## [PROBLEM DESCRIPTION]
List each line in the material below that contains the word "light".

## [EXTRACTED DATA]
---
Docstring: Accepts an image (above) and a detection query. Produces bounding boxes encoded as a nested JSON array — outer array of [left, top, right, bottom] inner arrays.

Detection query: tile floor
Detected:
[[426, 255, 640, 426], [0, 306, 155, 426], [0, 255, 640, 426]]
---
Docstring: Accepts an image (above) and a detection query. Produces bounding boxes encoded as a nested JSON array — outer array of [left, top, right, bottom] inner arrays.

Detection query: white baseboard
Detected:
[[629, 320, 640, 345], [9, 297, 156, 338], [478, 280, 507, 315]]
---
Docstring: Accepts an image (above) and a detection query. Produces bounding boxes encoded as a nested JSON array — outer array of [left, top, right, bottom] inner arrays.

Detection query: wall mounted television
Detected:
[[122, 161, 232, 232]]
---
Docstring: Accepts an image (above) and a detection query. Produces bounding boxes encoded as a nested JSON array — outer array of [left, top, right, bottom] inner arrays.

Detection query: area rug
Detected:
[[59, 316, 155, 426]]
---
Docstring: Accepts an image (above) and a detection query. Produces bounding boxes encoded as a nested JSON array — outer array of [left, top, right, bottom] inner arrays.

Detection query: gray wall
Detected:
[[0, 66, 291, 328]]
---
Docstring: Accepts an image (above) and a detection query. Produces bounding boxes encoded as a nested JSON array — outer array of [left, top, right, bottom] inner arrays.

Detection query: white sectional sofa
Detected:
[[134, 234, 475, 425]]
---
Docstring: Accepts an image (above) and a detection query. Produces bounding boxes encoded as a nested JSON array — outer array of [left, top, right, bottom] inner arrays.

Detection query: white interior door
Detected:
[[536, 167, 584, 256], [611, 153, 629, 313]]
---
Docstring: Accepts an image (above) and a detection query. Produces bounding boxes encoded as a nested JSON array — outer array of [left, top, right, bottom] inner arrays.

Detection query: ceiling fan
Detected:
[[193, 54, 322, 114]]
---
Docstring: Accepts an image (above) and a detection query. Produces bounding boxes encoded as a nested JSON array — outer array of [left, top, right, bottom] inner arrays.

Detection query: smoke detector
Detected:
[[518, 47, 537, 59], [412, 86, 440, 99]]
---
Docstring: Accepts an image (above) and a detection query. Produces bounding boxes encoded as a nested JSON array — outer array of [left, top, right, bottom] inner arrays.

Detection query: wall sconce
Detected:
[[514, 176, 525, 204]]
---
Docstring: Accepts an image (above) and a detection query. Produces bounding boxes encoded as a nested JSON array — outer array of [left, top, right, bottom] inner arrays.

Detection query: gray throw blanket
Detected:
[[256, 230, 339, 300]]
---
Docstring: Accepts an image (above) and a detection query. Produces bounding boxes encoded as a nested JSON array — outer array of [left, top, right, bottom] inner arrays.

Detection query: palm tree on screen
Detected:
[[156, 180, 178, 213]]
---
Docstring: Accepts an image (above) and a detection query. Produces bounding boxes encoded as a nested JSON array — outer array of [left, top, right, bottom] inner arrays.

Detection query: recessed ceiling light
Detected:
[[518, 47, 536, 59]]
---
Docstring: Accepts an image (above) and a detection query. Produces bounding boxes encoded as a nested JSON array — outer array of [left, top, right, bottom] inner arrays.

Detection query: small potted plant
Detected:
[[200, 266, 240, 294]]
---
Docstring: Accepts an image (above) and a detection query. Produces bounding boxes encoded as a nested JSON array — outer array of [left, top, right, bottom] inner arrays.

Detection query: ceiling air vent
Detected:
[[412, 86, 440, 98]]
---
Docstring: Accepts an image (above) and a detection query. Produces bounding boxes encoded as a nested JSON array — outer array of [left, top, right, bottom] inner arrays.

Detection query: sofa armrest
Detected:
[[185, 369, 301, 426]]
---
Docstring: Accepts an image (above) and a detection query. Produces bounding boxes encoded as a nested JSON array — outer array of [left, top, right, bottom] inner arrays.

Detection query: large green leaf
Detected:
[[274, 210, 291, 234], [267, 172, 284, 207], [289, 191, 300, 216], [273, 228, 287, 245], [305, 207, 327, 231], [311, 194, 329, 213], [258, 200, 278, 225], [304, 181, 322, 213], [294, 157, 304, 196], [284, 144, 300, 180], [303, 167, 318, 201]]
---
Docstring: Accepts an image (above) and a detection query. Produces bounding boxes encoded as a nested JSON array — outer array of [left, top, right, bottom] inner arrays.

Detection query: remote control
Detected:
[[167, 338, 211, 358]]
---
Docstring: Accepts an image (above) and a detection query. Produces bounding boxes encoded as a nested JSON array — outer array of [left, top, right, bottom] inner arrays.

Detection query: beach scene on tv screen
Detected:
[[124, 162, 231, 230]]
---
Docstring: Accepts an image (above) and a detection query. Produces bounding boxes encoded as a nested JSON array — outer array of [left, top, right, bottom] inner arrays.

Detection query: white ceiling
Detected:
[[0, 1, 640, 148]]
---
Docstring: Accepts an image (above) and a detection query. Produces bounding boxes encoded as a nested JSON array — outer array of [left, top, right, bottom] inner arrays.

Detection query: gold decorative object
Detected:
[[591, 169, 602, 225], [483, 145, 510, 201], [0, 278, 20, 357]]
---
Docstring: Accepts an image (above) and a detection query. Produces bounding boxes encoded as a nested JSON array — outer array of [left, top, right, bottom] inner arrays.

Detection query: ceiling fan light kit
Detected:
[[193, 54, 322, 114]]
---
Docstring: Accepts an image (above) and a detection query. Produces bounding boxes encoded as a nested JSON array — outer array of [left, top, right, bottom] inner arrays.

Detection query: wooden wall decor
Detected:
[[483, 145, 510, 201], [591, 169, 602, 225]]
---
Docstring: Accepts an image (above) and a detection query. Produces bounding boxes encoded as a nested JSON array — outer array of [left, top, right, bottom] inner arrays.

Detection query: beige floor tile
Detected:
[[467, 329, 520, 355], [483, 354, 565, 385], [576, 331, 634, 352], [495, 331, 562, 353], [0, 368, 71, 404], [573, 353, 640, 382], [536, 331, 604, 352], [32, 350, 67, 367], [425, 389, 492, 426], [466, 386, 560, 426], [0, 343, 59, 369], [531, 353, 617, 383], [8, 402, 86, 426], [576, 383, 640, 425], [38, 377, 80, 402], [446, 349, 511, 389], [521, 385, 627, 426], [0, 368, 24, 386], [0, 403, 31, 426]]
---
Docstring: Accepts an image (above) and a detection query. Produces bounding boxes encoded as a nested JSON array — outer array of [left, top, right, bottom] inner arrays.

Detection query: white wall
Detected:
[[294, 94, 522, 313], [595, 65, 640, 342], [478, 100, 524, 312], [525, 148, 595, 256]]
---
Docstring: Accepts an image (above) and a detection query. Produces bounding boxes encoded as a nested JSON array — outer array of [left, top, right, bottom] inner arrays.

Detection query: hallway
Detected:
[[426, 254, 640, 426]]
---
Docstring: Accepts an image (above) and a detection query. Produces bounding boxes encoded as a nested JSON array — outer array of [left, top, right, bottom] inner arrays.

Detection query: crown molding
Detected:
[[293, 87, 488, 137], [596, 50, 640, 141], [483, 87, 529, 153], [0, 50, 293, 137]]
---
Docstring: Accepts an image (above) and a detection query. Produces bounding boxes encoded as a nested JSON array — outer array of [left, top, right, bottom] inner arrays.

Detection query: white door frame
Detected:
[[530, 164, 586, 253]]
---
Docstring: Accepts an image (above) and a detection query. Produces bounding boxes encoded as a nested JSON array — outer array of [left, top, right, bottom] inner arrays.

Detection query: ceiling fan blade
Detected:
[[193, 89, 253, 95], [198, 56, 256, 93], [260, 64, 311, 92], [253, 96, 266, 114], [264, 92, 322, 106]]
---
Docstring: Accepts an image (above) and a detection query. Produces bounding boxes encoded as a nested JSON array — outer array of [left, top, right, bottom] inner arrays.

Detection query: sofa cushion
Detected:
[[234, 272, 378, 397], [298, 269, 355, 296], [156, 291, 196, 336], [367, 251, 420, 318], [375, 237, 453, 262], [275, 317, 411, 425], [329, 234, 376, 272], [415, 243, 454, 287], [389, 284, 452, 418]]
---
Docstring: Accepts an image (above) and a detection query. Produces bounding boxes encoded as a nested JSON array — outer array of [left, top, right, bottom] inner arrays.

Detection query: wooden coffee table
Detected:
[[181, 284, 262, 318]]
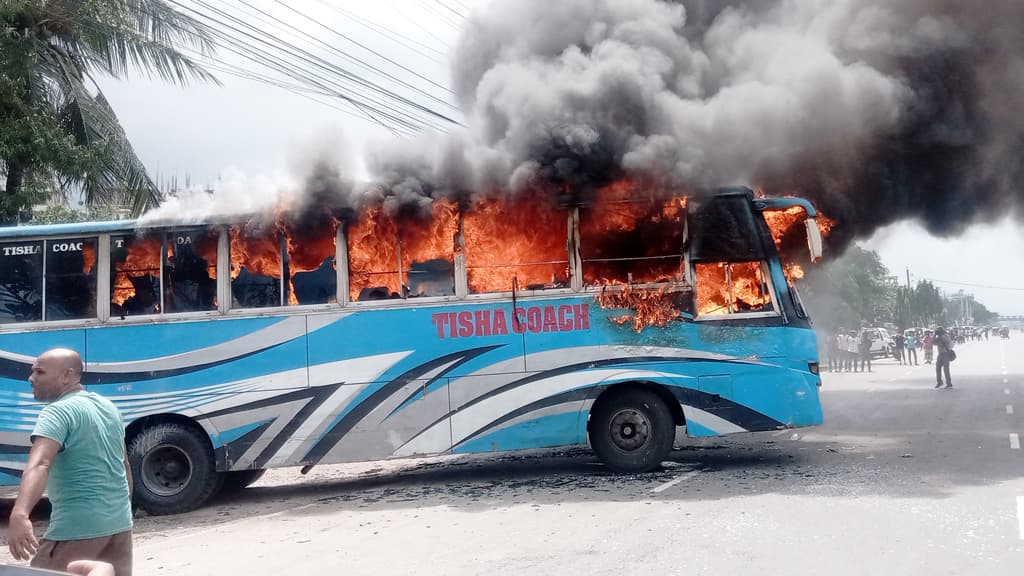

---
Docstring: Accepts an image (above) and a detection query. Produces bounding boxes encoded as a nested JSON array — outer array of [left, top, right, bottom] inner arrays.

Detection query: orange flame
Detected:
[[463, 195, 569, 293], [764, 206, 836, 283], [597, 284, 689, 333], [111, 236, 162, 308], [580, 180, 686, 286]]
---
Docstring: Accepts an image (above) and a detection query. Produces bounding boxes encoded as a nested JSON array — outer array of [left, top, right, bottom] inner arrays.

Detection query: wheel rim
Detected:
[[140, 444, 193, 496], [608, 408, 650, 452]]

---

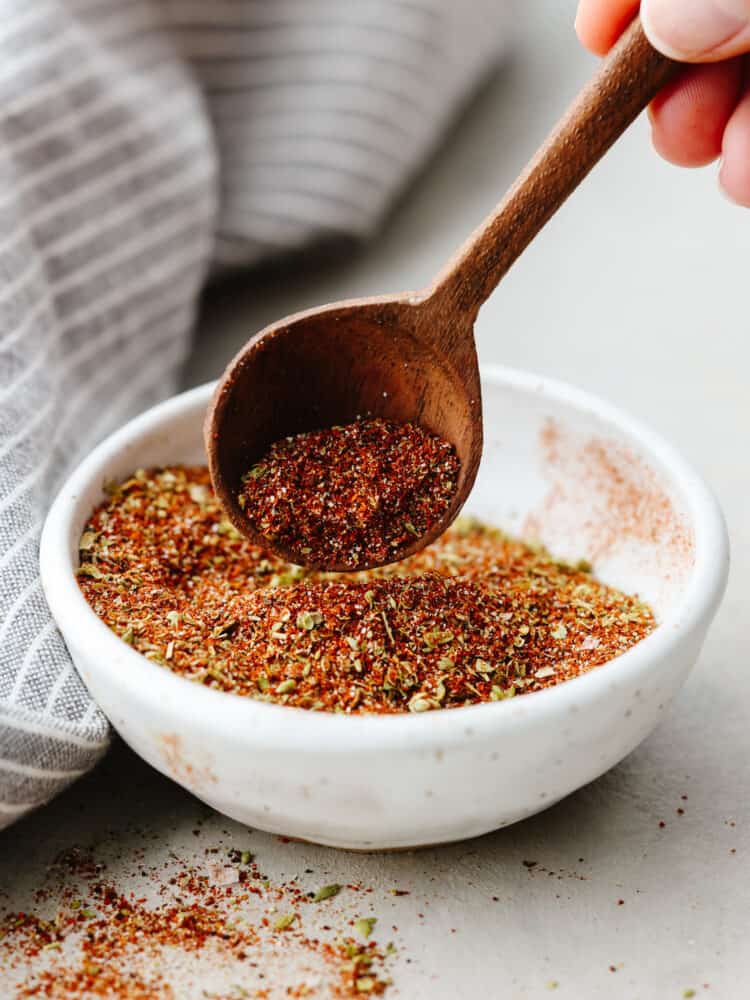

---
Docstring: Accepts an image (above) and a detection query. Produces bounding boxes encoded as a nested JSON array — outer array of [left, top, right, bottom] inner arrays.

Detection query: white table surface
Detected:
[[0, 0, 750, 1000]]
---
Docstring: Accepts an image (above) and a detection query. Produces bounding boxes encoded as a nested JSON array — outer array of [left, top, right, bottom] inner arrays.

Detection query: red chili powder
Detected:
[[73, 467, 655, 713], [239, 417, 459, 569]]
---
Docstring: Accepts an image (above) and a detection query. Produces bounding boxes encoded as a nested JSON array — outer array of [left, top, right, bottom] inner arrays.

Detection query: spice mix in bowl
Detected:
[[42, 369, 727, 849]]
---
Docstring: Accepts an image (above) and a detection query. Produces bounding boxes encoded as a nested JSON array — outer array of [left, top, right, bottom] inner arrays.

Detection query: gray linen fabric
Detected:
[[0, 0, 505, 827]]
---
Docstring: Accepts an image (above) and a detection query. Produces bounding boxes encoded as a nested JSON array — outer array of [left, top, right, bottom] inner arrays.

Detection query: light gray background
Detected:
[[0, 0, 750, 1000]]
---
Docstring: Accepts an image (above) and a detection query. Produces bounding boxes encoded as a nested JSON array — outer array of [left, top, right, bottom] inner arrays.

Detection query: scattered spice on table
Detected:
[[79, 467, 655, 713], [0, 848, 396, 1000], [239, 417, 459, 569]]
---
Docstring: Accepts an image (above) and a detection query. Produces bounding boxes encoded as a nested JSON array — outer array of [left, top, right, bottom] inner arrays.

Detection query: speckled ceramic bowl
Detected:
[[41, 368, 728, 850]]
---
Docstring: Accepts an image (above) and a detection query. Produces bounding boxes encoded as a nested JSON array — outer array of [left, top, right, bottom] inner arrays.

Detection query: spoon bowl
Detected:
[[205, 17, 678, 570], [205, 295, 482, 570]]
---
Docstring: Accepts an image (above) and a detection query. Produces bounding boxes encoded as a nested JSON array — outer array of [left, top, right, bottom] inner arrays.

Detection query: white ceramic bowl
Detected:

--

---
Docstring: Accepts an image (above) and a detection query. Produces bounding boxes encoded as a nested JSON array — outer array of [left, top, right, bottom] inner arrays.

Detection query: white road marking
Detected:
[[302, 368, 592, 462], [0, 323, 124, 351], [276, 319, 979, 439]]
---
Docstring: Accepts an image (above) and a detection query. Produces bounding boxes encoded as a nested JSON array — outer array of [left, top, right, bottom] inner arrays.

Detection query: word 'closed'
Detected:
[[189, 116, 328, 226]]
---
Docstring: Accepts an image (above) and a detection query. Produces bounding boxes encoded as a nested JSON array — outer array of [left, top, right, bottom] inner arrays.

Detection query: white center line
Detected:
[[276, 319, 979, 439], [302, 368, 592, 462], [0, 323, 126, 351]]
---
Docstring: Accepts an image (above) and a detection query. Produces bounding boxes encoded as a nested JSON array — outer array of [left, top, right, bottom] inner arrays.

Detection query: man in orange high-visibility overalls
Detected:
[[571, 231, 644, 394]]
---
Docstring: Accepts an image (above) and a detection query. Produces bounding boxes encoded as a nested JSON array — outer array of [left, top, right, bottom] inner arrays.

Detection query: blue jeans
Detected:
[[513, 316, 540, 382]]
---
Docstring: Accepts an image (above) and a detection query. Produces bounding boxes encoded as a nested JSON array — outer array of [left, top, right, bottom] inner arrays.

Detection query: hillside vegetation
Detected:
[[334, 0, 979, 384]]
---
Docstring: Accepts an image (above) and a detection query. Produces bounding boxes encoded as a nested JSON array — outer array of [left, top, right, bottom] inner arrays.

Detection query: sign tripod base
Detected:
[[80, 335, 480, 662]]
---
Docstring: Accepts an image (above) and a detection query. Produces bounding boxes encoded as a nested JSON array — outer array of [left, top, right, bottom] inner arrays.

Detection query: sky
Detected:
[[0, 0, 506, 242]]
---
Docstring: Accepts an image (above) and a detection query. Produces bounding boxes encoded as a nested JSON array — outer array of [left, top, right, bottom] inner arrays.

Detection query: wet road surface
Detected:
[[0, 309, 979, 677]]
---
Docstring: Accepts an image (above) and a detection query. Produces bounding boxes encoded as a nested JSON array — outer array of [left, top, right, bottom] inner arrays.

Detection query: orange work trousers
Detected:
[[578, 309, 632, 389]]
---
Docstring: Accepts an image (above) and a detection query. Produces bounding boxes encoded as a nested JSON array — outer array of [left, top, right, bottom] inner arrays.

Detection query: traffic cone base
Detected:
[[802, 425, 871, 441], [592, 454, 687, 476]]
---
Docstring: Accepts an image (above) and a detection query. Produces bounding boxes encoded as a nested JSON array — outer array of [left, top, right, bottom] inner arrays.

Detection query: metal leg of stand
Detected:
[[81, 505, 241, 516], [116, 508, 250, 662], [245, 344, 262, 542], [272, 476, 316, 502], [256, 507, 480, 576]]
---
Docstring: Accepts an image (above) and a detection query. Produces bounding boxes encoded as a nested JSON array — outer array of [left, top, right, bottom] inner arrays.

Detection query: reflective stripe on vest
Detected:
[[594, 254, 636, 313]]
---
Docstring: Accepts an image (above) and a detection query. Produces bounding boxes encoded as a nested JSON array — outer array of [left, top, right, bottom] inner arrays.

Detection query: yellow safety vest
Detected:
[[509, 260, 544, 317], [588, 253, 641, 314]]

## [ANSWER FOR THE TASK]
Detection query: recessed ceiling light
Detection query: ceiling fan light kit
Detection query: light gray background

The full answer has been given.